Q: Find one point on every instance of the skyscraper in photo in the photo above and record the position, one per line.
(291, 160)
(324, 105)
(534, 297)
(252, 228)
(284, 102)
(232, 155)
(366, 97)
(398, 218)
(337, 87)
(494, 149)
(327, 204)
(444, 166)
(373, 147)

------------

* TASK INSTRUCTIONS: The whole of the material above should be given again exactly.

* ANSWER TO THIS PROBLEM:
Q: Find one point on every instance of the skyscraper in photo in the photo above and record the position, one per line.
(291, 160)
(324, 105)
(534, 297)
(252, 228)
(284, 102)
(232, 155)
(366, 97)
(398, 218)
(337, 87)
(494, 149)
(327, 204)
(444, 166)
(373, 147)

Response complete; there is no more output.